(QUESTIONS TO ANSWER):
1. Translate this sentence from the passage about returning to work as a mother into Spanish: "Suddenly, a trip to the grocery store became a major logistical ordeal."
2. In the passage about returning to work as a mother, what did the friends later give reassurance about?
3. Continue the passage about returning to work as a mother, starting after its last sentence.

(TEXT PASSAGE):
- - - -
My friends all warned me about what to expect when I went back to work. You think you’ll be glad to get out of the house, they said. But when the time comes, you’ll yearn to get back. You’ll actually find yourself calling home during the day just to hear the baby cry. They were right. Those same friends would later reassure me that it’s possible to love a second baby as much as the first. It’s true. I don’t know how that works, I guess the heart just expands.
Mothering, of course, complicated life exponentially. Suddenly, a trip to the grocery store became a major logistical ordeal. If I took a baby, or two of them, I’d have to bring a stroller or backpack carrier, a diaper bag, a bottle, and at least one toy. I’d reach in my purse for a pen and come up with a toy airplane or a G.I. Joe. Or I’d be sitting in court trying a case, and my beeper would go off with a call from home.
My colleagues were sympathetic. Even during the Simpson case, when we were all in the throes of monstrous stress, my teammates were all so sweet and considerate. It wasn’t unusual for our meetings to be interrupted by a phone call from the domestic front and Hank and Scott would riff on my transformation from Darth Vader to Mother Goose. Not until this Monday morning in February, when Johnnie hit me with his accusations that I had used my children-used them-had I come face-to-face with reality: not all the world loves a working mother.
- - - -
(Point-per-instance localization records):

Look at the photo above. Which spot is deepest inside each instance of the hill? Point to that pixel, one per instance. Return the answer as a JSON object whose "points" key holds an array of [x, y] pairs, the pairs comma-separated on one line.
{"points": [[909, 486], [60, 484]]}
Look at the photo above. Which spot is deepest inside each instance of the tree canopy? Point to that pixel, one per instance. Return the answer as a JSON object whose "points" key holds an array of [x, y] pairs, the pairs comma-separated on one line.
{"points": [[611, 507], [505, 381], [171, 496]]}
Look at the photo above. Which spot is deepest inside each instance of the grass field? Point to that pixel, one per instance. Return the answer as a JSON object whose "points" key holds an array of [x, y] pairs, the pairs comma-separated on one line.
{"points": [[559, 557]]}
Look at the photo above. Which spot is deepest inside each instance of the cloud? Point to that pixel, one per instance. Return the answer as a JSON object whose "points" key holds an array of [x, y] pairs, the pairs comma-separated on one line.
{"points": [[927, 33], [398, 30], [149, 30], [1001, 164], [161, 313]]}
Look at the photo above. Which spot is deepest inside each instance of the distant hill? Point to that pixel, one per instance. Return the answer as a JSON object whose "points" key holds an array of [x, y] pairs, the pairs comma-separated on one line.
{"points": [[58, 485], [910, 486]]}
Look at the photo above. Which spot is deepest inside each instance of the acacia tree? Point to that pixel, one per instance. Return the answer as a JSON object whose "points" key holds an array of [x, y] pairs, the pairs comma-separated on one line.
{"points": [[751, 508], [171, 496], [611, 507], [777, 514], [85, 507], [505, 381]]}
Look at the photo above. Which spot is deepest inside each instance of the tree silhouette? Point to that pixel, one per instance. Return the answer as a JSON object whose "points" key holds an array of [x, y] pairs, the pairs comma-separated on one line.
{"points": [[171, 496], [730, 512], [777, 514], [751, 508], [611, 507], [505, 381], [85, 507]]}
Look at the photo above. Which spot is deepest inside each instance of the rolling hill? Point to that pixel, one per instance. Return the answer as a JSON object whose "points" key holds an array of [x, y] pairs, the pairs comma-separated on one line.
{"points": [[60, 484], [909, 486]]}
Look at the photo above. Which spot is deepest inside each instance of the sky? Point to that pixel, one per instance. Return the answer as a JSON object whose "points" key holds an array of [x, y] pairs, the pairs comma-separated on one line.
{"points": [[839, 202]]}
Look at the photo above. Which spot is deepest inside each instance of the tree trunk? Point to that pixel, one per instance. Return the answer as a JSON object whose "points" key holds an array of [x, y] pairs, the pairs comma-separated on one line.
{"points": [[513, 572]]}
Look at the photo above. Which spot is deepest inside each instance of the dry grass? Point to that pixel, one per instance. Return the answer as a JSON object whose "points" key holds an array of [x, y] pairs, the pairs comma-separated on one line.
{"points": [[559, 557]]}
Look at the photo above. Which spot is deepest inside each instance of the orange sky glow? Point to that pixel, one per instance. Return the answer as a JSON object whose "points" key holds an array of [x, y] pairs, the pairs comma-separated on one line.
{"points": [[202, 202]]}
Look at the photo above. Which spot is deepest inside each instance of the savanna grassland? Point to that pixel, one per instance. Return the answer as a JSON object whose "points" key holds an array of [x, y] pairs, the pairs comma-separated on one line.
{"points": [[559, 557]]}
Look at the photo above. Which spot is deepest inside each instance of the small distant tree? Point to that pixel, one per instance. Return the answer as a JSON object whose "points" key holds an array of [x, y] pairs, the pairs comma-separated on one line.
- - - -
(ANSWERS FOR EACH ITEM):
1. De repente, ir al supermercado se convirtió en un enorme calvario logístico.

2. That it's possible to love a second baby as much as the first.

3.
I turned to the last page of the photo album and was mortified to realize that I hadn’t inserted any of the pictures taken over the last eight months. They were still up on the shelf in their plastic covers. When the trial was over, I’d get the album up-to-date, I promised myself.
I wanted to lock myself into the bathroom and scream, to pound on the walls. I wanted to mount an offensive that would lay waste to three countries. But I couldn’t do that. I couldn’t afford self-indulgence. I had to call a lawyer immediately to get the ball rolling.
Next morning, I slunk into work like a dog expecting to be hit. When I opened the door to my office I was overwhelmed by the sight and scent of flowers. There were red roses, yellow roses, white roses. There were stalks of gladiolus and eucalyptus, birds-of-paradise, pink and lavender freesias, knots of ‘sweet William and violets. My dank bureaucratic lair had been transformed into a hothouse in full riot. I read the cards on the first three or four bouquets to see who my well-wishers were. No one I knew-just strangers, from Texas, Connecticut, Washington, D.C. All over. They were sending me sympathy and wishing me luck.
Well, I’ll be dipped.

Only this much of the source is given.